Gather and copy every line in the items below that contains the string "bounding". Case counts.

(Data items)
◆ ◆ ◆ ◆ ◆
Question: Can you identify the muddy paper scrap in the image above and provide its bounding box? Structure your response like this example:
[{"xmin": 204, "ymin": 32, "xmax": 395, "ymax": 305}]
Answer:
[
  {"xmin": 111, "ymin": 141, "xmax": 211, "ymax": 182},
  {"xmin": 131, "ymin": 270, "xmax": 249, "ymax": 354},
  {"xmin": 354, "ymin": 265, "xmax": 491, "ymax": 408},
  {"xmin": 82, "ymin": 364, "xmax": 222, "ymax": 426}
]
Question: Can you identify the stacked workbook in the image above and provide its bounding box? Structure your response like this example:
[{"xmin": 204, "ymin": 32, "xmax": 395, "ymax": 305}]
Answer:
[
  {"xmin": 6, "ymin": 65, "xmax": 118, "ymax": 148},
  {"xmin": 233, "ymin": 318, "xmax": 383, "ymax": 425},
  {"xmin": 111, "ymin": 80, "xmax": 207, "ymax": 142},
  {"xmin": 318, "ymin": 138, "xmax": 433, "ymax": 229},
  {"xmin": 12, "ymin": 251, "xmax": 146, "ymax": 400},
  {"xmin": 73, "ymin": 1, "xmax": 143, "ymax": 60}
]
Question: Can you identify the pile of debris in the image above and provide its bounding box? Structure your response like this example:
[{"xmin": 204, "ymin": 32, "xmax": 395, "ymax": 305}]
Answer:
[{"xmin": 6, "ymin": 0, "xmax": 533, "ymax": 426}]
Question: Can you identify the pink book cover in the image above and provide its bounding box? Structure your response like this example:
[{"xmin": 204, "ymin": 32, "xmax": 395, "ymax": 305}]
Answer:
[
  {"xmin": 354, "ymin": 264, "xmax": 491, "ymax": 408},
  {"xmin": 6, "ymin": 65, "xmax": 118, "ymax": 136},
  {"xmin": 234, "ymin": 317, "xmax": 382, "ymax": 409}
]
◆ ◆ ◆ ◆ ◆
» The response:
Question: Can you identify the muddy paper scrap in the image above and provide its bounding box? Structure your response like this example:
Question: Can you identify the stacked workbook in the image above and provide its bounding box? Structure your response like this example:
Question: Can you identify the pile of debris in the image above and provide its bounding box? Structure your response like this example:
Question: Can you identify the pink book cover in the image above and provide its bounding box? Structure your response like this example:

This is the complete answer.